··· Data entries ···

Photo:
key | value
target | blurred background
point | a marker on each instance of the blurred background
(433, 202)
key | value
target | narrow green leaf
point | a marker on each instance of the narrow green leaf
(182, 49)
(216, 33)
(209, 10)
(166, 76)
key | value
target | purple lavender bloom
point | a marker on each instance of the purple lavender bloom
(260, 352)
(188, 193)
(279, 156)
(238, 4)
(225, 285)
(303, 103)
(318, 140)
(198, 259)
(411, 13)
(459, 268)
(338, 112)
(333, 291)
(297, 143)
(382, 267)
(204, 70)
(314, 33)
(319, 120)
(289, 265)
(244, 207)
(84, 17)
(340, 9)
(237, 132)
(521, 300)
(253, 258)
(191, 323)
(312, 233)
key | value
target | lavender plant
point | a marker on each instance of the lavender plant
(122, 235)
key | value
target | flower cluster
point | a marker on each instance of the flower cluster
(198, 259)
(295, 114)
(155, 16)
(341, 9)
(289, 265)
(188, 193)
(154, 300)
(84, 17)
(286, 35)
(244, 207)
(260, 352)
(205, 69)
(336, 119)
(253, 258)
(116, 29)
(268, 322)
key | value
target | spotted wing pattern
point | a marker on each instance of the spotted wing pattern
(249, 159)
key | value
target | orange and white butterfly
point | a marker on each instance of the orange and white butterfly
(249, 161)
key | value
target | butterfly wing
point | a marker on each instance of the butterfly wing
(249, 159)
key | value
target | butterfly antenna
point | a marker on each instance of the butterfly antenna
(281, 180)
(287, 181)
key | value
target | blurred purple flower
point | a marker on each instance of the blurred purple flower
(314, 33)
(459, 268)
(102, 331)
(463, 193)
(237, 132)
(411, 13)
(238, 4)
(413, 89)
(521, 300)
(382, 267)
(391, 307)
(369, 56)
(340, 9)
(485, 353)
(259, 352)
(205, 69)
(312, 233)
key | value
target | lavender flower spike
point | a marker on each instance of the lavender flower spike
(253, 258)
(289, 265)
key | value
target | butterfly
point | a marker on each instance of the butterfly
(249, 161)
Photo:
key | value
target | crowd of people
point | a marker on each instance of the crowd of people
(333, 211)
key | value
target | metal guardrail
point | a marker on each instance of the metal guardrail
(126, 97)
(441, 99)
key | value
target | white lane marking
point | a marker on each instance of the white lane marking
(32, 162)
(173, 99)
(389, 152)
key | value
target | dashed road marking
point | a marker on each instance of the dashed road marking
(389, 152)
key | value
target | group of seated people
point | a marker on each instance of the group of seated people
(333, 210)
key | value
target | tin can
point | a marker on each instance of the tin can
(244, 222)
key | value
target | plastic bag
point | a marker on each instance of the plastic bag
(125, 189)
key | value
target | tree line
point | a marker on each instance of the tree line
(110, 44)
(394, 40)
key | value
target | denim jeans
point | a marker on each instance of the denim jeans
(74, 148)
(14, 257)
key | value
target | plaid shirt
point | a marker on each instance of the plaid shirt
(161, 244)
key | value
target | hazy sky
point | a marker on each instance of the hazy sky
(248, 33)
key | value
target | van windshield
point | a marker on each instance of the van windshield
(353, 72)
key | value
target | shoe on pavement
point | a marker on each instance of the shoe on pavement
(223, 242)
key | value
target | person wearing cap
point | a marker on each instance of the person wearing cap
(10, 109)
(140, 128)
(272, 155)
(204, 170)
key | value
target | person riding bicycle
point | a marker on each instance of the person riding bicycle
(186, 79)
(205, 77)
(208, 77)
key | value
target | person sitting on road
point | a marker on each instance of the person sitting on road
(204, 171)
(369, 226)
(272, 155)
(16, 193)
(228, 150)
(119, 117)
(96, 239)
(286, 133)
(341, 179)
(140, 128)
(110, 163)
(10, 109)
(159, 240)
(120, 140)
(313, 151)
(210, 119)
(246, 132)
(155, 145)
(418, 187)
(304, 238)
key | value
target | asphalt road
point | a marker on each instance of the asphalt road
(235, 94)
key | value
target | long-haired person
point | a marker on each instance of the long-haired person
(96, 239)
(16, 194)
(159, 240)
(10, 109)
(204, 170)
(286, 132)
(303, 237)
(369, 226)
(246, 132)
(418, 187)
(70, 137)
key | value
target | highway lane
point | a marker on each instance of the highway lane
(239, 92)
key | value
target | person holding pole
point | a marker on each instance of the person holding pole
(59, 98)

···

Exercise task:
Could you reproduce every record above exactly as it appears?

Solved problem:
Photo:
key | value
target | blurred background
point | a marker on each instance of the blurred background
(433, 202)
key | value
target | narrow green leaf
point | a marker on each instance of the narrow green leaf
(182, 49)
(216, 33)
(209, 10)
(166, 76)
key | value
target | purple lavender bloom
point | a marker on each instance of the purple lavender bloom
(260, 352)
(188, 193)
(279, 156)
(238, 4)
(225, 285)
(303, 103)
(318, 140)
(198, 259)
(411, 13)
(459, 268)
(338, 112)
(333, 291)
(297, 143)
(382, 267)
(204, 70)
(314, 33)
(319, 120)
(289, 265)
(244, 207)
(84, 17)
(340, 9)
(237, 132)
(521, 300)
(253, 258)
(191, 323)
(312, 233)
key | value
target | lavender plant
point | a marker on each instance of the lavender plant
(122, 235)
key | value
target | flower cluster
point | a marker on each instance of the flower cluster
(198, 259)
(295, 114)
(155, 16)
(341, 9)
(289, 265)
(188, 193)
(154, 300)
(84, 17)
(286, 35)
(244, 207)
(260, 352)
(205, 69)
(336, 119)
(253, 258)
(116, 29)
(268, 322)
key | value
target | spotted wing pattern
point | a marker on each instance of the spotted wing pattern
(249, 159)
key | value
target | orange and white butterfly
point | a marker on each instance of the orange and white butterfly
(249, 161)
key | value
target | butterfly wing
point | a marker on each instance of the butterfly wing
(249, 159)
key | value
target | butterfly antenna
point | a marker on each instance of the butterfly antenna
(281, 180)
(287, 181)
key | value
target | blurred purple flower
point | a marker on each instance of the blurred purple flower
(314, 33)
(459, 268)
(102, 331)
(463, 193)
(237, 132)
(411, 13)
(238, 4)
(413, 89)
(521, 300)
(382, 267)
(391, 307)
(369, 56)
(340, 9)
(485, 353)
(259, 352)
(205, 69)
(312, 233)
key | value
target | lavender flower spike
point | a marker on each instance of the lavender flower spike
(253, 258)
(289, 265)
key | value
target | butterfly
point | a marker on each instance of the butterfly
(249, 161)
Photo:
key | value
target | crowd of people
point | a marker on each instance of the crowd of people
(333, 211)
key | value
target | metal guardrail
point | a marker on each instance of the metal guardrail
(126, 97)
(441, 99)
key | value
target | white lane marking
point | a marker on each instance of the white lane marking
(32, 162)
(173, 99)
(389, 152)
key | value
target | dashed road marking
point | a marker on each instance of the dashed road marking
(389, 152)
key | value
target | group of seated people
point | a marker on each instance of the group of seated people
(333, 210)
key | value
target | tin can
point | a marker on each instance of the tin can
(244, 222)
key | value
target | plastic bag
point | a marker on each instance of the plastic bag
(125, 189)
key | value
target | tree line
point | a marker on each instance of the tree line
(110, 44)
(394, 40)
key | value
target | denim jeans
point | a marker on each instance of the denim jeans
(74, 148)
(14, 257)
key | value
target | plaid shirt
point | a marker on each instance of the plaid shirt
(161, 244)
key | value
target | hazy sky
point | a marker on each instance of the hazy sky
(248, 33)
key | value
target | van windshield
point | a marker on each instance of the van windshield
(353, 72)
key | value
target | shoe on pavement
point | a marker on each instance of the shoe on pavement
(223, 242)
key | value
target | person wearing cap
point | a marker on each instance of the person wearing cap
(10, 109)
(140, 128)
(272, 155)
(204, 170)
key | value
target | person riding bicycle
point | a marker on each instance of the person riding bicycle
(186, 79)
(205, 77)
(208, 77)
key | value
target | person sitting on road
point | a marker on each instance of the person sitting on road
(204, 171)
(369, 226)
(272, 155)
(16, 193)
(228, 150)
(119, 117)
(96, 239)
(286, 133)
(341, 179)
(140, 128)
(110, 163)
(10, 109)
(159, 240)
(120, 140)
(313, 151)
(210, 119)
(246, 132)
(155, 145)
(418, 187)
(304, 238)
key | value
target | asphalt road
point | a marker on each instance of the asphalt road
(235, 94)
key | value
target | long-haired person
point | a marker on each instance of the long-haired person
(96, 239)
(16, 194)
(159, 240)
(10, 109)
(204, 170)
(286, 132)
(303, 237)
(369, 226)
(246, 132)
(418, 187)
(70, 137)
key | value
target | highway lane
point | a marker on each instance of the highway lane
(239, 92)
key | value
target | person holding pole
point | a marker on each instance of the person holding pole
(59, 98)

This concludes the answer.